Berkaca dari Kiai Sadrach
Halaman 1 dari 1 • Share
Berkaca dari Kiai Sadrach
Para misionaris dan orientalis berupaya memisahkan identitas Islam dari Jawa untuk melancarkan misi kristenisasi
Islam pada abad XIX menjadi inspirasi utama perlawanan rakyat Indonesia terhadap pemerintah kolonial Belanda. Baik yang berskala besar seperti Perang Diponegoro, Perang Padri, Perang Aceh sampai perlawanan yang berskala kecil dalam pemberontakan petani di Cilegon. Kejadian ini menyebabkan Belanda mengubah gaya politik kolonialnya, dengan melakukan politik etis yang meliputi educatie, emigratie dan irrigatie (pendidikan, perpindahan dan pengairan).
Kerstening politiek (politik pengkristenan) merupakan bagian tidak terpisahkan dari politik etis. Sehingga kaum etisi mendapat sokongan penuh dari partai-partai agama di Belanda. Pengkristenan Nusantara tetap merupakan panggilan rakyat Kristen Eropa (Belanda).
★ ★ ★
▶ _Soal singkat 1_
Menurut bacaan yang disediakan, apa saja yang dicakup oleh politik etis Belanda?

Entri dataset
★ ★ ★
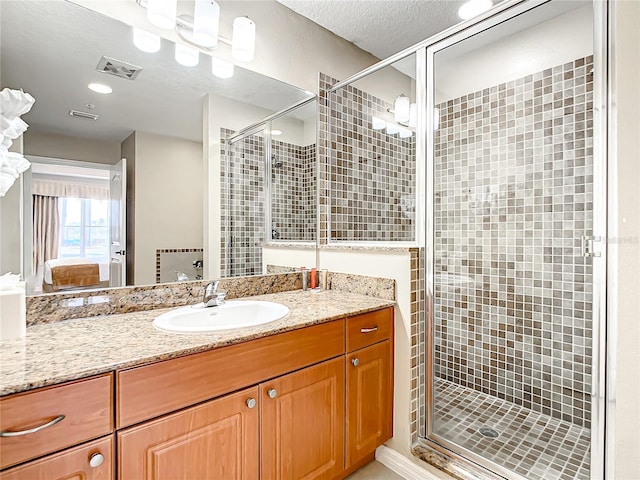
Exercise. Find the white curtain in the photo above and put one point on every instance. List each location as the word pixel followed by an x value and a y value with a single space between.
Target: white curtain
pixel 46 229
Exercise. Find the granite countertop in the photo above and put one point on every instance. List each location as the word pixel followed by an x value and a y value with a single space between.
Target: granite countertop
pixel 72 349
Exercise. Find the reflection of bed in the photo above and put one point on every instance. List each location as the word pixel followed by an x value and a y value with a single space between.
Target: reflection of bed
pixel 68 273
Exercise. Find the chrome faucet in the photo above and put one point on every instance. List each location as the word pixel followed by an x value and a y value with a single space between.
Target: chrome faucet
pixel 212 297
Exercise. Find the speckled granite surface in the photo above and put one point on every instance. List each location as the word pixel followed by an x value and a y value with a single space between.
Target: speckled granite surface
pixel 55 307
pixel 72 349
pixel 371 286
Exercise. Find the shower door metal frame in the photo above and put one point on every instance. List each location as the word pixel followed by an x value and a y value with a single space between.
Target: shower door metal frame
pixel 599 304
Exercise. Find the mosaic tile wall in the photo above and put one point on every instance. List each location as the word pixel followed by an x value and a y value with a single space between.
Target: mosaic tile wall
pixel 368 189
pixel 513 198
pixel 243 199
pixel 293 192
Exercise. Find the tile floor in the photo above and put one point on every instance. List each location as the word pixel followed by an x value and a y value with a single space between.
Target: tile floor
pixel 534 445
pixel 374 471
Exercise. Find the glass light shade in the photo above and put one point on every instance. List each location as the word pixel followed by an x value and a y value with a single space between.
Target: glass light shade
pixel 221 68
pixel 401 107
pixel 413 115
pixel 243 41
pixel 206 18
pixel 378 123
pixel 187 56
pixel 392 128
pixel 473 8
pixel 162 13
pixel 145 41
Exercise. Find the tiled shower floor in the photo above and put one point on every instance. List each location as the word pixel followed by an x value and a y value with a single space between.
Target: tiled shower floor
pixel 534 445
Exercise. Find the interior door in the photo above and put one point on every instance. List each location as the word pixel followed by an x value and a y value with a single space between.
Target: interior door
pixel 118 225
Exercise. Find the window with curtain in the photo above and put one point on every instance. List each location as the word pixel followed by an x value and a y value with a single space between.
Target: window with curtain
pixel 84 229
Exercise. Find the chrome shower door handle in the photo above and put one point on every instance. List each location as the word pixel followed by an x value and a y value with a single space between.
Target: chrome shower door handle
pixel 586 246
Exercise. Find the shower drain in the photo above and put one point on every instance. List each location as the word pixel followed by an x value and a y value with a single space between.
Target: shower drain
pixel 488 432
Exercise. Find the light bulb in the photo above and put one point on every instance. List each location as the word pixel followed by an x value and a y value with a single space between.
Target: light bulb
pixel 145 41
pixel 243 41
pixel 206 18
pixel 401 108
pixel 221 68
pixel 187 56
pixel 162 13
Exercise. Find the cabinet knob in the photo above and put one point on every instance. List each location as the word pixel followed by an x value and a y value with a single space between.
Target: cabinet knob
pixel 96 460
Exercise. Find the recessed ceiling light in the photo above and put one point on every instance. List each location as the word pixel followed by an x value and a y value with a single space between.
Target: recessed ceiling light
pixel 100 88
pixel 473 8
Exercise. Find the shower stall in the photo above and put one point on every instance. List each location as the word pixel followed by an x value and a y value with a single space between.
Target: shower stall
pixel 509 174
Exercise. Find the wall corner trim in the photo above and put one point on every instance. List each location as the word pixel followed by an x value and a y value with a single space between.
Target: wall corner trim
pixel 401 465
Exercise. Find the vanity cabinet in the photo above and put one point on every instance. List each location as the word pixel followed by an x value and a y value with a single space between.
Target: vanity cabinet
pixel 302 426
pixel 216 440
pixel 91 461
pixel 369 381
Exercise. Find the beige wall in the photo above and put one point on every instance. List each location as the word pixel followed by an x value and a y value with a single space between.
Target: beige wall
pixel 625 285
pixel 168 199
pixel 54 145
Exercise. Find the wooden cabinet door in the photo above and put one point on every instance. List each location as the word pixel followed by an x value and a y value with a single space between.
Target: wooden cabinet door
pixel 369 400
pixel 91 461
pixel 302 427
pixel 217 440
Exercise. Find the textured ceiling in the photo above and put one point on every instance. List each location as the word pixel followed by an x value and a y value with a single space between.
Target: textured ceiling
pixel 51 48
pixel 381 27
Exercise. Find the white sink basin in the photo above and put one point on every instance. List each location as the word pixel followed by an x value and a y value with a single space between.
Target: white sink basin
pixel 231 315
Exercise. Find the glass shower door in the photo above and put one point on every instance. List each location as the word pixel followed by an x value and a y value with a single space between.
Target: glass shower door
pixel 513 214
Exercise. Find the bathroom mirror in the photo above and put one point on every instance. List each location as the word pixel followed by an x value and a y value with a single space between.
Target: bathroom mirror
pixel 162 117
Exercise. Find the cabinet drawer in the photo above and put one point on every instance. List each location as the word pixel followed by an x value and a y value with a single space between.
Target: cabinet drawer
pixel 73 463
pixel 84 405
pixel 152 390
pixel 369 328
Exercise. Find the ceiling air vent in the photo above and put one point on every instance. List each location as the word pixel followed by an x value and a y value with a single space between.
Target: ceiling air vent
pixel 118 68
pixel 78 113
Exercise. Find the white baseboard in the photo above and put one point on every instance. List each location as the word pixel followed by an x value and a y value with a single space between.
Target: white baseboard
pixel 402 465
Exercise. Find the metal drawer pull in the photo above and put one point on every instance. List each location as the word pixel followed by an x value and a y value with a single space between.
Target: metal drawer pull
pixel 51 423
pixel 96 460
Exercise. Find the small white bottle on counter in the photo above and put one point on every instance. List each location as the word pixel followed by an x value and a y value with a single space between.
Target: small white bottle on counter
pixel 13 323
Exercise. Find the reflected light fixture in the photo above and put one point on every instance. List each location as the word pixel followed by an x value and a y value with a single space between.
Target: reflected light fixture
pixel 401 108
pixel 243 40
pixel 473 8
pixel 378 123
pixel 206 18
pixel 187 56
pixel 162 13
pixel 100 88
pixel 221 68
pixel 392 128
pixel 145 41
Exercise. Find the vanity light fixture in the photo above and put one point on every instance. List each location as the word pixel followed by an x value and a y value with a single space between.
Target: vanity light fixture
★ ★ ★
▶ _Soal singkat 2_
Susun entri di atas sebagai CSV dua kolom bernama teks dan jawaban, satu baris untuk setiap entri, mulai dari baris yang memuat "Exercise. Find the reflection" sampai dengan baris yang memuat "pixel 371 286", kedua baris itu termasuk. Tulis setiap nilai dalam satu kolom berkutip, dan ganti jeda baris dengan spasi.

▶ _Penyelesaian lengkap 1_
Educatie, emigratie, dan irrigatie (pendidikan, perpindahan, dan pengairan).

▶ _Penyelesaian lengkap 2_
teks,jawaban
"Exercise. Find the reflection of bed in the photo above and put one point on every instance. List each location as the word pixel followed by an x value and a y value with a single space between. Target: reflection of bed","pixel 68 273"
"Exercise. Find the chrome faucet in the photo above and put one point on every instance. List each location as the word pixel followed by an x value and a y value with a single space between. Target: chrome faucet","pixel 212 297"
"Exercise. Find the speckled granite surface in the photo above and put one point on every instance. List each location as the word pixel followed by an x value and a y value with a single space between. Target: speckled granite surface","pixel 55 307 pixel 72 349 pixel 371 286"